Course: Math 833 - Modern Discrete Probability (MDP)
Author: Sebastien Roch, Department of Mathematics, University of Wisconsin-Madison
Updated: Nov 23, 2020
Copyright: © 2020 Sebastien Roch
Throughout this section, $\|\mathbf{v}\|$ is the Euclidean norm of $\mathbf{v} \in\mathbb{R}^d$. The Euclidean norm naturally generalizes to matrices. Indeed recall that the Frobenius norm of an $n \times m$ matrix $A \in \mathbb{R}^{n \times m}$ is defined as
$$ \|A\|_F = \sqrt{\sum_{i=1}^n \sum_{j=1}^m a_{ij}^2}. $$Notice that the Frobenius norm does not directly relate to $A$ as a representation of a linear map. It is desirable in many contexts to quantify how two matrices differ in terms of how they act on vectors.
********************
# [Work to do]
For each statement, answer yes or no according to the matrix norm notes, and quote the exact words from the notes that decide it: 1. The Euclidean norm extends naturally to matrices. 2. The Frobenius norm directly relates to a matrix as a representation of a linear map. 3. The notes were last updated on Nov 23, 2020.

[Dataset entries]
********************
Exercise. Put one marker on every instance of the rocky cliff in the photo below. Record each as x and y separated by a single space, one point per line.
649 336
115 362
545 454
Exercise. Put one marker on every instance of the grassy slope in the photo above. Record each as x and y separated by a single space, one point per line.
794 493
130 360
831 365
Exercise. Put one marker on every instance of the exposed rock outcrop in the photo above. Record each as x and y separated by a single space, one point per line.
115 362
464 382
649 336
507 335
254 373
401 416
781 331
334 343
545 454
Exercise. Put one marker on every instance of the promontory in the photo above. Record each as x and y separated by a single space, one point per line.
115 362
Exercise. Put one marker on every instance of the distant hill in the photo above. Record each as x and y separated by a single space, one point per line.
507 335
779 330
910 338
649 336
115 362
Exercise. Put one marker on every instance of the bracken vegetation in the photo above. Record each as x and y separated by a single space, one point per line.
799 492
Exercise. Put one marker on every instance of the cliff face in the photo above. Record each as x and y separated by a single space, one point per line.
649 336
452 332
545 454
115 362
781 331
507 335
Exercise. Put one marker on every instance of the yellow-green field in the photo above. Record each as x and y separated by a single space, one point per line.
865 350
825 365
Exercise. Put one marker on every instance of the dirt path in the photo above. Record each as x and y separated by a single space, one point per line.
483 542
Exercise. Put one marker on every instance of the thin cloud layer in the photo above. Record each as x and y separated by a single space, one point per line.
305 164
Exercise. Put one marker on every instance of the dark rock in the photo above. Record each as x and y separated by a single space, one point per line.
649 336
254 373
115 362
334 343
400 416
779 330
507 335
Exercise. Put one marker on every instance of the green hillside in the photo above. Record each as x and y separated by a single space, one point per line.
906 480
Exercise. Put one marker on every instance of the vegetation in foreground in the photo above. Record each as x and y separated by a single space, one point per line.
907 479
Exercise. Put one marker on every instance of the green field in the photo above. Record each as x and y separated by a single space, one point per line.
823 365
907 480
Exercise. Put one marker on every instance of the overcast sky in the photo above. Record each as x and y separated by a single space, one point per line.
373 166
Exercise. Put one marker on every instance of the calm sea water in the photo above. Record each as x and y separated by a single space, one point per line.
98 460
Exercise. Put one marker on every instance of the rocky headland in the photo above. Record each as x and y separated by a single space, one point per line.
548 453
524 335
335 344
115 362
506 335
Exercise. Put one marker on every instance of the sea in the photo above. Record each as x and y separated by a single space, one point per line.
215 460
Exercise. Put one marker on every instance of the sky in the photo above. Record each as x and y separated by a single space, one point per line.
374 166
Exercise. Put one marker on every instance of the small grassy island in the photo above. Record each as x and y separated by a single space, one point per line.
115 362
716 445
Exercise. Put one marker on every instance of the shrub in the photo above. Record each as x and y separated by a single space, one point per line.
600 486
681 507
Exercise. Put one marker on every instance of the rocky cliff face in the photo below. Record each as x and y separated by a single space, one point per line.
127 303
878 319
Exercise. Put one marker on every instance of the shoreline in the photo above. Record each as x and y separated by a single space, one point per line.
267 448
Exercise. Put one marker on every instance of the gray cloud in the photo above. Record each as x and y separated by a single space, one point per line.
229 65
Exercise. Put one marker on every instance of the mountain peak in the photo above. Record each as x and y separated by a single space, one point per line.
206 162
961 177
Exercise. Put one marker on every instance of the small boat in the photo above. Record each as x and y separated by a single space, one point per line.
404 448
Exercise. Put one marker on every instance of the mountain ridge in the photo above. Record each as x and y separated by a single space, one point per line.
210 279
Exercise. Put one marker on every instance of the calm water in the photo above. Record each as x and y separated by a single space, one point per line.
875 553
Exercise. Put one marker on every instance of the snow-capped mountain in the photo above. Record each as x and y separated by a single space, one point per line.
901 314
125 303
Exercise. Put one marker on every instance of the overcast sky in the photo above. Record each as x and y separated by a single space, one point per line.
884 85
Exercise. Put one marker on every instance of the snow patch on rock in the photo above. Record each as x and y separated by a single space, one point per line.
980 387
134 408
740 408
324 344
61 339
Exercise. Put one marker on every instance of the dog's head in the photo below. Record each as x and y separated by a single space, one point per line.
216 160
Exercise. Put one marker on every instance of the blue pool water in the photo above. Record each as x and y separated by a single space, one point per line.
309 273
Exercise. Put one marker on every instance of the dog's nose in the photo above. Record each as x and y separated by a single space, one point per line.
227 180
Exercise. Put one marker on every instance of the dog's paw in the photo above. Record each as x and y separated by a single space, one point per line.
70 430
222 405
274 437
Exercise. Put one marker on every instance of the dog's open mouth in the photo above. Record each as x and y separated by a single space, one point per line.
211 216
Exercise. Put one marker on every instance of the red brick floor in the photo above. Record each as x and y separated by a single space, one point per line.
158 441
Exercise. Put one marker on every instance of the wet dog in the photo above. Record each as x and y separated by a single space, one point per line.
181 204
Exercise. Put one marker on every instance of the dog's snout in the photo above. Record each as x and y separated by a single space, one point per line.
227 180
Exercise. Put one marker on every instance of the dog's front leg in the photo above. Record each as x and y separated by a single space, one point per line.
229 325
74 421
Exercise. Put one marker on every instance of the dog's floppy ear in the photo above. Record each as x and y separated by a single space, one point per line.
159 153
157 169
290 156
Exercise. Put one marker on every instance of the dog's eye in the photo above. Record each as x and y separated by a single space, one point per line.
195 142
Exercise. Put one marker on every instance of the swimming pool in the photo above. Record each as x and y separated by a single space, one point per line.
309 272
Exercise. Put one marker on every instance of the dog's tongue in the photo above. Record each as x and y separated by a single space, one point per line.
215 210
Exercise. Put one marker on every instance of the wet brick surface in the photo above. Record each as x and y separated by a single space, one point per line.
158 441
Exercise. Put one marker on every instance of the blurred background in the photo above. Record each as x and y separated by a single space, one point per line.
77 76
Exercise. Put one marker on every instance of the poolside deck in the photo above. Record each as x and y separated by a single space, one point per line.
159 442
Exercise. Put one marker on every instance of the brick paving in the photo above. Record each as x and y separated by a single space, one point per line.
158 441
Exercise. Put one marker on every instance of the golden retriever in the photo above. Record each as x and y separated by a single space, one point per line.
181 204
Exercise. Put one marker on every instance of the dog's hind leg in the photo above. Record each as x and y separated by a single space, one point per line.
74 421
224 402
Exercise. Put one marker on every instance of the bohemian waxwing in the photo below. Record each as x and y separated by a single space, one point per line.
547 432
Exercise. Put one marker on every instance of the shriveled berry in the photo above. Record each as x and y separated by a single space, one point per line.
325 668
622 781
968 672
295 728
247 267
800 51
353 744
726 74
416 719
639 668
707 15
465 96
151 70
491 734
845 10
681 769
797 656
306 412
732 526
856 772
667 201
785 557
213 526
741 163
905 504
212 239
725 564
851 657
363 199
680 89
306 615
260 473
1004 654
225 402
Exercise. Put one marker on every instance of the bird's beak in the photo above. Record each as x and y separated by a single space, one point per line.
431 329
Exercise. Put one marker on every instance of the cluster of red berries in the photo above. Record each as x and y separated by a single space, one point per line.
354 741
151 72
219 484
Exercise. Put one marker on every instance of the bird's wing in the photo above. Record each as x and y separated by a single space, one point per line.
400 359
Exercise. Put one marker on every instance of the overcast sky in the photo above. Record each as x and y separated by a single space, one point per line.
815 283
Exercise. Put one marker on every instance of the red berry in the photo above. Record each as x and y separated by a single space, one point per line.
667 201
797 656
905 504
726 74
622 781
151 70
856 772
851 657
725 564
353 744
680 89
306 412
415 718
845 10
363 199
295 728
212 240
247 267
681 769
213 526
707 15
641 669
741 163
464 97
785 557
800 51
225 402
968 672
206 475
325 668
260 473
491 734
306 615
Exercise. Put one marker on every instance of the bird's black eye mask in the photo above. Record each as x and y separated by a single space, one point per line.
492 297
********************
# [Response to the task]
1. Yes: "The Euclidean norm naturally generalizes to matrices."
2. No: "Notice that the Frobenius norm does not directly relate to $A$ as a representation of a linear map."
3. Yes: "Updated: Nov 23, 2020"